• **Input material**:
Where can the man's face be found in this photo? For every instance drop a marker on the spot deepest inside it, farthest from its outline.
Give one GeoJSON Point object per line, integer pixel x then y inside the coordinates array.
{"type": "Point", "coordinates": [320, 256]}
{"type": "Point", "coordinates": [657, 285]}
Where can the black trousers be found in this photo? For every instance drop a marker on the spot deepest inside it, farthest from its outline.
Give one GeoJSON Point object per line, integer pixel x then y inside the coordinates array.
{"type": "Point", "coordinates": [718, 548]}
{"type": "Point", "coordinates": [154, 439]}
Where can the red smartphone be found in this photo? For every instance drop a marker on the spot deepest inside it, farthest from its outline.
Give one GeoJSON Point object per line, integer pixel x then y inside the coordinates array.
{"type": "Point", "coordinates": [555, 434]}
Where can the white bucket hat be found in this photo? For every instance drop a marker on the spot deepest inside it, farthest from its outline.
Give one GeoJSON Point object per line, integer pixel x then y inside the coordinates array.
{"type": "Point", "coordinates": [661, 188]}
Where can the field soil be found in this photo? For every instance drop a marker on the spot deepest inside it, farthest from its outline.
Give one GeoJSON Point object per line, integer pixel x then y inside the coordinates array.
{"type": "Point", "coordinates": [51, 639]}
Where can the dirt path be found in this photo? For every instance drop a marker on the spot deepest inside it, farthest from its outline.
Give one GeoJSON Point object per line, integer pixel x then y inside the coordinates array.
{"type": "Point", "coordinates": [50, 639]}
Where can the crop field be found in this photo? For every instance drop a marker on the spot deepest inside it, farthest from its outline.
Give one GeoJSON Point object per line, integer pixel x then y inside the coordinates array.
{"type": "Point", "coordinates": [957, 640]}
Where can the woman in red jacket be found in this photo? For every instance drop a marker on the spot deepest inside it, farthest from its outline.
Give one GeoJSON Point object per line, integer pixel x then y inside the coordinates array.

• **Task description**: Retype every entry word for word.

• **Response to this exercise**:
Where can the man's face be found in this photo? For every instance drop a marker on the spot deepest inside it, farthest from its outline.
Give one GeoJSON Point object per line, integer pixel x then y inside the coordinates array.
{"type": "Point", "coordinates": [320, 256]}
{"type": "Point", "coordinates": [657, 285]}
Where can the black trousers be found in this photo? For every instance drop a marker on the spot deepest inside it, farthest from its outline.
Give one GeoJSON Point object per line, integer pixel x then y inside the coordinates array.
{"type": "Point", "coordinates": [718, 548]}
{"type": "Point", "coordinates": [154, 439]}
Where can the red smartphone be found in this photo? For every instance drop a marker on the spot deepest inside it, farthest from its outline.
Give one GeoJSON Point object per line, integer pixel x then y inside the coordinates array.
{"type": "Point", "coordinates": [555, 434]}
Where can the white bucket hat be found in this photo? For every instance drop a marker on the spot deepest inside it, farthest from its outline.
Give one GeoJSON Point object per line, integer pixel x then y inside the coordinates array.
{"type": "Point", "coordinates": [661, 188]}
Where can the field soil be found in this photo? For every instance drop a marker on the spot deepest inside it, farthest from its outline.
Give one GeoJSON Point object per line, integer pixel x then y inside the coordinates array.
{"type": "Point", "coordinates": [51, 639]}
Where can the dirt path be found in this photo? For every instance drop a marker on the spot deepest inside it, farthest from its outline.
Give one GeoJSON Point object per line, integer pixel x then y inside the coordinates array.
{"type": "Point", "coordinates": [50, 639]}
Where can the crop field be found in this photo? For every instance drop a marker on the spot deepest inside it, farthest from its outline.
Give one GeoJSON Point object per line, integer pixel x then y inside the coordinates array.
{"type": "Point", "coordinates": [957, 640]}
Where can the woman in red jacket be found in this photo? For every instance drop a marker on the spot deepest inside it, farthest from its outline.
Give one GeoJSON Point object per line, integer pixel x then y inside the coordinates array.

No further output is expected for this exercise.